Mavi Vatan
Amiral
Cem Gürdeniz
Denizcilik
Gücü, Deniz Bilimleri ve Antarktika’da
Üs
Deniz ve
denizciliğin bilimsel tabanda yüzlerce alt disiplini vardır. Bu alt
disiplinlerde önemli olan bilimsel faaliyetlerin denizcilik gücünün gelişimine
doğrudan veya dolaylı bir katkısının olmasıdır. Bir devletin deniz bilimleri yani
deniz ve okyanusları içindeki canlı ve cansız tüm unsurları ile inceleyen
bilimsel alanda yürüttüğü araştırmalar
ile bunların toplum yararına sunduğu somut projeler, denizcilik gücünün önemli
unsurlarından sayılabilir. Bu tip araştırmalar ülkelere sadece prestij getirmez,
aynı zamanda refah ve güvenliğine katkı sağlar. Bu konuda eski ABD
Başkanlarından John F. Kennedy’nin şu sözleri yol göstericidir:
“Denizlerle ilgili bilimsel çabalarımızın
nedeni merak değil; hayatta kalmamızın denizlere bağlı olduğuna
inanmamızdandır.”

> [Sağlanan Veriler]:
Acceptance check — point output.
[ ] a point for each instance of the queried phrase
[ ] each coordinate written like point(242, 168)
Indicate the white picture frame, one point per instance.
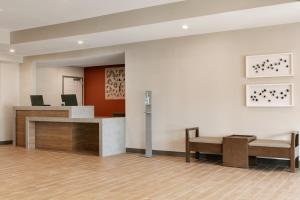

> [Yapılacak İş]: Yukarıdaki denizcilik gücü ve deniz bilimleri yazısını baştan sona, tek harfini değiştirmeden kopyalar mısın?

> [Alıştırmanın Çözümü]:
Mavi Vatan
Amiral
Cem Gürdeniz
Denizcilik
Gücü, Deniz Bilimleri ve Antarktika’da
Üs
Deniz ve
denizciliğin bilimsel tabanda yüzlerce alt disiplini vardır. Bu alt
disiplinlerde önemli olan bilimsel faaliyetlerin denizcilik gücünün gelişimine
doğrudan veya dolaylı bir katkısının olmasıdır. Bir devletin deniz bilimleri yani
deniz ve okyanusları içindeki canlı ve cansız tüm unsurları ile inceleyen
bilimsel alanda yürüttüğü araştırmalar
ile bunların toplum yararına sunduğu somut projeler, denizcilik gücünün önemli
unsurlarından sayılabilir. Bu tip araştırmalar ülkelere sadece prestij getirmez,
aynı zamanda refah ve güvenliğine katkı sağlar. Bu konuda eski ABD
Başkanlarından John F. Kennedy’nin şu sözleri yol göstericidir:
“Denizlerle ilgili bilimsel çabalarımızın
nedeni merak değil; hayatta kalmamızın denizlere bağlı olduğuna
inanmamızdandır.”